Consigne 1:
Recopiez à l'identique les enregistrements, depuis la ligne qui contient « Where can the rippled » jusqu'à la fin des enregistrements, les deux bornes comprises.

Extrait choisi:
------------------------------------------------------------------------

Un rapport de recherche produit par une équipe de l’Université de Montréal et de l’Université Laval apporte un éclairage sur les situations qui précèdent, entourent et suivent les interruptions de programme d’études collégiales chez les jeunes adultes.

Ce rapport se base sur les données provenant de la première édition de l’Étude longitudinale du développement des enfants du Québec (ELDEQ 1) qui suit les enfants nés en 1997-1998 de mères habitant au Québec. Un sous-échantillon de 939 personnes ayant été inscrites au collégial entre 17 et 19 ans a permis de comparer deux sous-groupes : les personnes ayant vécu des interruptions de programme au collégial et celles ayant poursuivi leurs études sans interruption de programme.

Pour mieux comprendre le phénomène des interruptions de programme, les autrices et l’auteur du rapport se sont intéressés à trois moments clés :

  • La fin des études secondaires (17 ans).
  • La période habituelle de fréquentation du cégep (19 ans).
  • La période qui suit la fréquentation du cégep, alors que les personnes inscrites ont transité vers d’autres occupations (25 ans).

Les facteurs étudiés 

Les indicateurs sélectionnés pour les deux premiers moments clés à l’étude découlent du modèle de Tinto (1975, 1993) qui identifie un ensemble de facteurs qui influencent la réussite éducative :

1. Avant le début des études :

  • Caractéristiques familiales (ex. situation socioéconomique, niveau d’éducation des parents…)
  • Caractéristiques individuelles (ex. compétences et expériences éducatives, difficultés d’apprentissage…)

D’après Tinto, ces caractéristiques et expériences personnelles antérieures influencent les aspirations, les objectifs et l’engagement envers le projet éducatif, ce qui affecte la progression académique.

2. Pendant les études :

  • Expériences formelles et informelles d’ordre académique (ex. résultats scolaires, accès à des services de soutien à l’apprentissage).

------------------------------------------------------------------------

Entrées d'un jeu de données de pointage:
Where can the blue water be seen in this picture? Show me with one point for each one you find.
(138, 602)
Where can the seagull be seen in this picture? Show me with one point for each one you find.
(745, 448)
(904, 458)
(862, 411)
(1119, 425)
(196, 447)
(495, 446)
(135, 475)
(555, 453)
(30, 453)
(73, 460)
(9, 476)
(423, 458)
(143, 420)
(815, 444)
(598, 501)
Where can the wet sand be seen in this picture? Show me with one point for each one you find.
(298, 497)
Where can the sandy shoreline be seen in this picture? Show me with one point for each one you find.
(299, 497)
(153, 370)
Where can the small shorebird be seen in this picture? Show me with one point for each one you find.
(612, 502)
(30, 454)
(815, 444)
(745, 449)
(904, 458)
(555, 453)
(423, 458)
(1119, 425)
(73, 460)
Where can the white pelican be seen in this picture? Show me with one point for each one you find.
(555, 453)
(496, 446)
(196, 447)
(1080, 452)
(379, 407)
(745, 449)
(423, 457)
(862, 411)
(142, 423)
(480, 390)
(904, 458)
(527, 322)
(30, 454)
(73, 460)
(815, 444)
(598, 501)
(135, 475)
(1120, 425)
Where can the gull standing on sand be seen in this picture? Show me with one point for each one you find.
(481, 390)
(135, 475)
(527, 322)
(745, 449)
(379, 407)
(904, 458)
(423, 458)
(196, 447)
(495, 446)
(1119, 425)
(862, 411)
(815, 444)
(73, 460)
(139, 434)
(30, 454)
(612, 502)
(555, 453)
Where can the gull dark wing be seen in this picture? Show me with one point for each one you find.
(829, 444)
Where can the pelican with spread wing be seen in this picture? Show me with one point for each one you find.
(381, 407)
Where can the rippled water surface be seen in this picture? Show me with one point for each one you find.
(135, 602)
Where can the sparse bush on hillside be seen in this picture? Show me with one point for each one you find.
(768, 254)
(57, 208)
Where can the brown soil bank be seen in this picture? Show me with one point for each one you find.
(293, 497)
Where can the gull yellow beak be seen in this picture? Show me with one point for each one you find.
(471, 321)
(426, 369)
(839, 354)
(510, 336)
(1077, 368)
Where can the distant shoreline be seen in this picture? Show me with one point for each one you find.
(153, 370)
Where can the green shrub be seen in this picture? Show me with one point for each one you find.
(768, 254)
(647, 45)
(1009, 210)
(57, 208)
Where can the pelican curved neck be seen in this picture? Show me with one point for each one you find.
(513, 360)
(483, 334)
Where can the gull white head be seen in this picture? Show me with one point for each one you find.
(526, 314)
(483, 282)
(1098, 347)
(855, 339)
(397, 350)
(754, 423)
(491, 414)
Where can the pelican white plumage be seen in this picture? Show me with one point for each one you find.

------------------------------------------------------------------------

Consigne 2:
Reproduisez intégralement, sans rien changer, le texte sur les interruptions de programme au collégial.

Réponse 1:
Where can the rippled water surface be seen in this picture? Show me with one point for each one you find.
(135, 602)
Where can the sparse bush on hillside be seen in this picture? Show me with one point for each one you find.
(768, 254)
(57, 208)
Where can the brown soil bank be seen in this picture? Show me with one point for each one you find.
(293, 497)
Where can the gull yellow beak be seen in this picture? Show me with one point for each one you find.
(471, 321)
(426, 369)
(839, 354)
(510, 336)
(1077, 368)
Where can the distant shoreline be seen in this picture? Show me with one point for each one you find.
(153, 370)
Where can the green shrub be seen in this picture? Show me with one point for each one you find.
(768, 254)
(647, 45)
(1009, 210)
(57, 208)
Where can the pelican curved neck be seen in this picture? Show me with one point for each one you find.
(513, 360)
(483, 334)
Where can the gull white head be seen in this picture? Show me with one point for each one you find.
(526, 314)
(483, 282)
(1098, 347)
(855, 339)
(397, 350)
(754, 423)
(491, 414)
Where can the pelican white plumage be seen in this picture? Show me with one point for each one you find.

Réponse 2:
Un rapport de recherche produit par une équipe de l’Université de Montréal et de l’Université Laval apporte un éclairage sur les situations qui précèdent, entourent et suivent les interruptions de programme d’études collégiales chez les jeunes adultes.

Ce rapport se base sur les données provenant de la première édition de l’Étude longitudinale du développement des enfants du Québec (ELDEQ 1) qui suit les enfants nés en 1997-1998 de mères habitant au Québec. Un sous-échantillon de 939 personnes ayant été inscrites au collégial entre 17 et 19 ans a permis de comparer deux sous-groupes : les personnes ayant vécu des interruptions de programme au collégial et celles ayant poursuivi leurs études sans interruption de programme.

Pour mieux comprendre le phénomène des interruptions de programme, les autrices et l’auteur du rapport se sont intéressés à trois moments clés :

  • La fin des études secondaires (17 ans).
  • La période habituelle de fréquentation du cégep (19 ans).
  • La période qui suit la fréquentation du cégep, alors que les personnes inscrites ont transité vers d’autres occupations (25 ans).

Les facteurs étudiés 

Les indicateurs sélectionnés pour les deux premiers moments clés à l’étude découlent du modèle de Tinto (1975, 1993) qui identifie un ensemble de facteurs qui influencent la réussite éducative :

1. Avant le début des études :

  • Caractéristiques familiales (ex. situation socioéconomique, niveau d’éducation des parents…)
  • Caractéristiques individuelles (ex. compétences et expériences éducatives, difficultés d’apprentissage…)

D’après Tinto, ces caractéristiques et expériences personnelles antérieures influencent les aspirations, les objectifs et l’engagement envers le projet éducatif, ce qui affecte la progression académique.

2. Pendant les études :

  • Expériences formelles et informelles d’ordre académique (ex. résultats scolaires, accès à des services de soutien à l’apprentissage).